Images are to be skipped; everything else in the records must be repeated exactly.

BEGIN

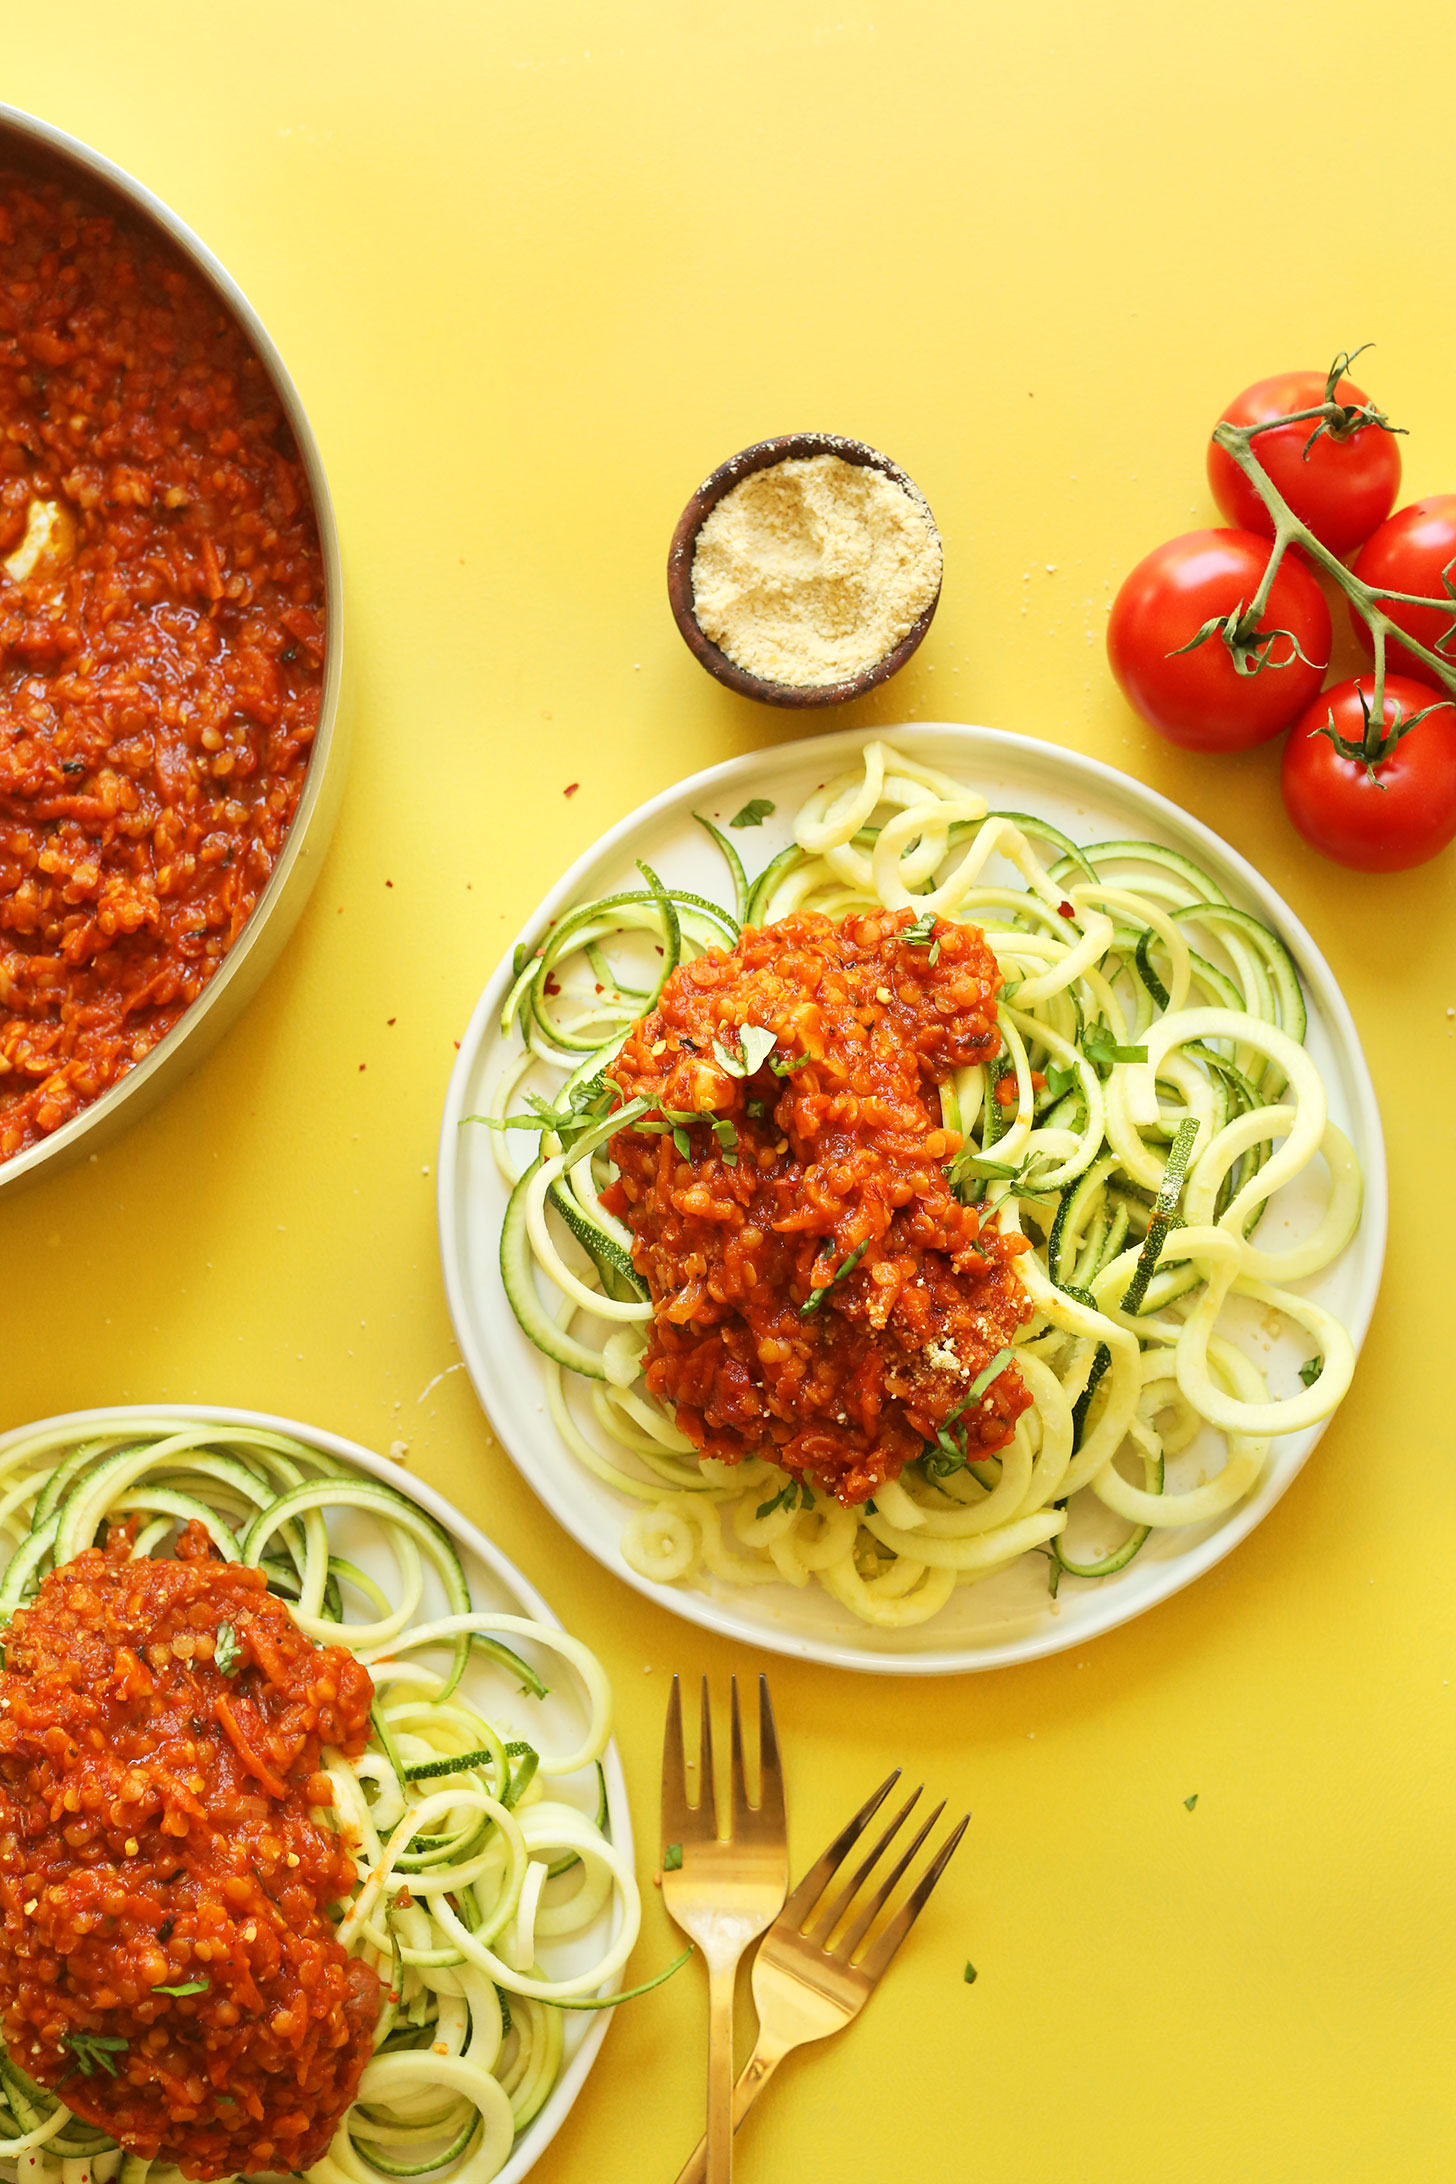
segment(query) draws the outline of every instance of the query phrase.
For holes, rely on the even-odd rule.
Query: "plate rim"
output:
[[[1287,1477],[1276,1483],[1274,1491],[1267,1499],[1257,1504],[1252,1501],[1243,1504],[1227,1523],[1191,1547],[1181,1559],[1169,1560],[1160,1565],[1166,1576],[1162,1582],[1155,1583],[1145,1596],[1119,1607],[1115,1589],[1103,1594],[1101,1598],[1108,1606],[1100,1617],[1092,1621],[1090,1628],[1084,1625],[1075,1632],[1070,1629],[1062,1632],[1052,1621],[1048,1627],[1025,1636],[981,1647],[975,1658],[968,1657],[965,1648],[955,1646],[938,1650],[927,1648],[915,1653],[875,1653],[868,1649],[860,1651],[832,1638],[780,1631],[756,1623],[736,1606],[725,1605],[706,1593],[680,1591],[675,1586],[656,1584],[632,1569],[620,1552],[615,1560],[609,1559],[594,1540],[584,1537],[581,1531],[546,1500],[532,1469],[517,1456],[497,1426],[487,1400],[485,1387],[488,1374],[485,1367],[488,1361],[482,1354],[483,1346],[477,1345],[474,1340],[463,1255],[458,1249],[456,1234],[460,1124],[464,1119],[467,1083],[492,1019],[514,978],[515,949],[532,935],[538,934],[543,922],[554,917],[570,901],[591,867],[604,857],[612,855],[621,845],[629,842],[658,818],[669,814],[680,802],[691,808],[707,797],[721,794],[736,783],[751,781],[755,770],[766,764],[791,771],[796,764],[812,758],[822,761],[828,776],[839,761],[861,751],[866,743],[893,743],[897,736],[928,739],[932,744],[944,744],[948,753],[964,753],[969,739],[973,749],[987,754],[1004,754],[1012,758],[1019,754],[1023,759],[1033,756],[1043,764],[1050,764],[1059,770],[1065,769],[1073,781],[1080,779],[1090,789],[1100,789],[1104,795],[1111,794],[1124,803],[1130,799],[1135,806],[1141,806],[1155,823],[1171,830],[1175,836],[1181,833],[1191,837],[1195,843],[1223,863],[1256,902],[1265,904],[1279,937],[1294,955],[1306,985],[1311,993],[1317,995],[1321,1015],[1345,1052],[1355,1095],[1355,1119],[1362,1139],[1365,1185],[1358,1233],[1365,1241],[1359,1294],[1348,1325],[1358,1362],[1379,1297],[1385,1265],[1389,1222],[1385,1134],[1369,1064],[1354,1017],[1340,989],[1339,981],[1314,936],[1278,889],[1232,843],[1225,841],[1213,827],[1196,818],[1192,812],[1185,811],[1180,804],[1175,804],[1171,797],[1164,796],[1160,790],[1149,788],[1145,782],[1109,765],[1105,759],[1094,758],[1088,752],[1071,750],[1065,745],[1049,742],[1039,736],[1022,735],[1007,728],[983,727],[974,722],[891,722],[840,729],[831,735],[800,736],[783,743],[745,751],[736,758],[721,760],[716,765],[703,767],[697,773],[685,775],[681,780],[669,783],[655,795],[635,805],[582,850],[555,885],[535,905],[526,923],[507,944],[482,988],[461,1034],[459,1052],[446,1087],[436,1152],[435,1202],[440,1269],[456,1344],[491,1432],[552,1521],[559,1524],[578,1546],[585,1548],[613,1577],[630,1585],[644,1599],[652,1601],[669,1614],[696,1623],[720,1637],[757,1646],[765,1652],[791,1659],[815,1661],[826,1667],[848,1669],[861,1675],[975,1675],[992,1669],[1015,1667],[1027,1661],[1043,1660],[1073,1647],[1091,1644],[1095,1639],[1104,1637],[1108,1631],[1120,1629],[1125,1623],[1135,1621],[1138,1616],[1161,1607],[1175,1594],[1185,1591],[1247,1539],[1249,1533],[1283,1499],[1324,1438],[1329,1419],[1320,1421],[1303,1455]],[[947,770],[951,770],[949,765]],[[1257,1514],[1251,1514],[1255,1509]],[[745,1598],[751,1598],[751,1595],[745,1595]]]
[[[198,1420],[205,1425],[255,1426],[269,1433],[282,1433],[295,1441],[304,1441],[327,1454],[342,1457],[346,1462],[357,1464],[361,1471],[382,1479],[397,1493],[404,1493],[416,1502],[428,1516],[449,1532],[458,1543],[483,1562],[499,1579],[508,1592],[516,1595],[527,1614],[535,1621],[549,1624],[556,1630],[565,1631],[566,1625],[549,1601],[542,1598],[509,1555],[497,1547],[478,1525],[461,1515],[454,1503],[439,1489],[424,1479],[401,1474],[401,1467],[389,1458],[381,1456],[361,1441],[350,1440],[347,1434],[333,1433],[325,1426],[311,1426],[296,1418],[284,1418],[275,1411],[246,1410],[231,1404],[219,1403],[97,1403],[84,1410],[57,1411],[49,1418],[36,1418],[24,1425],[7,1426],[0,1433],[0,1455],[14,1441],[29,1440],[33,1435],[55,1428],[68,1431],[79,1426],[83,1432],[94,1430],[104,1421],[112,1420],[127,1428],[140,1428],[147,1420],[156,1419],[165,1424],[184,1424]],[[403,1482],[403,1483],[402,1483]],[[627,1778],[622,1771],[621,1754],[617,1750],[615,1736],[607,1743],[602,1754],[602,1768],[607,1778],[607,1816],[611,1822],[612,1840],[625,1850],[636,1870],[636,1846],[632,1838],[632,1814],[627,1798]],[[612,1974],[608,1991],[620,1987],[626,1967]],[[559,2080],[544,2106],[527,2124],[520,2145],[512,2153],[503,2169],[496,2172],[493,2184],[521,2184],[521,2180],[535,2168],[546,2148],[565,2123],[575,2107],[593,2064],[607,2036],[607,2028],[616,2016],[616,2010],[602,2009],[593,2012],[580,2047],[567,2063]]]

END

Response below.
segment(query) draws the outline of every instance of the query phrase.
For holes, rely on the even-odd rule.
Query: "plate rim"
output:
[[[1287,1477],[1276,1483],[1274,1491],[1267,1499],[1257,1504],[1252,1501],[1243,1504],[1227,1523],[1191,1547],[1181,1559],[1169,1560],[1160,1565],[1166,1576],[1162,1582],[1155,1583],[1145,1596],[1119,1607],[1115,1589],[1103,1594],[1101,1598],[1108,1606],[1100,1617],[1092,1621],[1090,1628],[1084,1625],[1075,1632],[1070,1629],[1062,1632],[1052,1621],[1048,1627],[1025,1636],[981,1647],[975,1658],[968,1657],[965,1648],[955,1646],[938,1650],[927,1648],[915,1653],[875,1653],[868,1649],[860,1651],[832,1638],[780,1631],[756,1623],[736,1606],[725,1605],[706,1593],[680,1591],[675,1586],[656,1584],[632,1569],[620,1552],[615,1560],[609,1559],[594,1540],[584,1537],[581,1531],[546,1500],[532,1469],[517,1456],[497,1426],[487,1400],[485,1387],[488,1374],[485,1367],[488,1361],[482,1354],[483,1346],[477,1345],[474,1340],[463,1255],[458,1249],[456,1234],[460,1124],[464,1119],[467,1083],[492,1019],[514,978],[515,949],[532,935],[538,934],[543,922],[554,917],[570,901],[591,867],[604,857],[612,855],[621,845],[629,842],[658,818],[669,814],[680,802],[691,808],[707,797],[721,794],[736,783],[751,781],[755,770],[766,764],[791,771],[796,764],[812,758],[822,761],[828,776],[839,761],[861,751],[866,743],[893,743],[897,736],[928,739],[932,744],[944,744],[948,753],[964,753],[969,739],[973,749],[987,754],[1004,754],[1012,758],[1019,754],[1023,759],[1033,756],[1043,764],[1050,764],[1059,770],[1065,769],[1073,781],[1080,779],[1090,789],[1100,789],[1104,795],[1111,794],[1124,803],[1130,799],[1135,806],[1141,806],[1155,823],[1171,830],[1175,836],[1181,833],[1191,837],[1195,843],[1223,863],[1256,902],[1265,904],[1279,937],[1294,955],[1306,985],[1311,993],[1317,995],[1321,1015],[1345,1052],[1355,1095],[1355,1119],[1362,1139],[1365,1185],[1358,1233],[1365,1241],[1359,1294],[1348,1325],[1358,1362],[1379,1297],[1385,1265],[1389,1222],[1385,1134],[1369,1064],[1354,1017],[1340,989],[1339,981],[1314,936],[1278,889],[1232,843],[1225,841],[1213,827],[1196,818],[1192,812],[1185,811],[1180,804],[1175,804],[1171,797],[1164,796],[1160,790],[1149,788],[1145,782],[1109,765],[1105,759],[1094,758],[1088,752],[1071,750],[1065,745],[1049,742],[1039,736],[1022,735],[1007,728],[983,727],[974,722],[891,722],[840,729],[831,735],[800,736],[783,743],[745,751],[736,758],[721,760],[716,765],[703,767],[697,773],[685,775],[681,780],[669,783],[655,795],[635,805],[582,850],[555,885],[535,905],[526,923],[507,944],[482,988],[461,1034],[459,1052],[446,1087],[436,1152],[435,1202],[440,1269],[456,1344],[491,1432],[552,1521],[559,1524],[578,1546],[585,1548],[613,1577],[630,1585],[644,1599],[652,1601],[669,1614],[696,1623],[720,1637],[757,1646],[765,1652],[791,1659],[815,1661],[826,1667],[848,1669],[861,1675],[975,1675],[992,1669],[1015,1667],[1027,1661],[1043,1660],[1073,1647],[1091,1644],[1095,1639],[1104,1637],[1108,1631],[1120,1629],[1125,1623],[1135,1621],[1138,1616],[1161,1607],[1175,1594],[1185,1591],[1247,1539],[1249,1533],[1283,1499],[1324,1438],[1329,1419],[1320,1421],[1303,1455]],[[947,770],[951,770],[949,765]],[[1257,1514],[1251,1514],[1255,1509]],[[745,1598],[751,1598],[751,1595],[745,1595]]]
[[[198,1420],[205,1425],[255,1426],[269,1433],[282,1433],[295,1441],[304,1441],[327,1454],[342,1457],[346,1462],[357,1464],[361,1471],[382,1479],[397,1493],[404,1493],[416,1502],[428,1516],[449,1532],[458,1543],[483,1562],[499,1579],[508,1592],[516,1595],[527,1614],[535,1621],[549,1624],[556,1630],[565,1631],[566,1625],[549,1601],[542,1598],[509,1555],[497,1547],[478,1525],[461,1515],[454,1503],[439,1489],[424,1479],[401,1474],[401,1467],[389,1458],[381,1456],[361,1441],[350,1440],[347,1434],[333,1433],[325,1426],[311,1426],[296,1418],[284,1418],[275,1411],[246,1410],[231,1404],[219,1403],[97,1403],[84,1410],[57,1411],[49,1418],[36,1418],[24,1425],[7,1426],[0,1433],[0,1455],[14,1441],[29,1440],[33,1435],[55,1428],[68,1431],[79,1426],[83,1432],[94,1430],[104,1421],[112,1420],[127,1428],[140,1428],[147,1420],[156,1419],[165,1424],[184,1424]],[[403,1482],[403,1483],[402,1483]],[[627,1778],[622,1771],[621,1754],[617,1750],[615,1736],[607,1743],[602,1754],[602,1768],[607,1778],[607,1816],[611,1822],[612,1840],[625,1850],[636,1870],[636,1846],[632,1838],[632,1814],[627,1798]],[[612,1974],[608,1991],[620,1987],[626,1967]],[[559,2080],[544,2106],[527,2124],[520,2145],[512,2153],[503,2169],[496,2172],[493,2184],[521,2184],[521,2180],[535,2168],[546,2148],[565,2123],[575,2107],[593,2064],[607,2036],[607,2028],[616,2016],[616,2010],[602,2009],[593,2012],[580,2047],[567,2063]]]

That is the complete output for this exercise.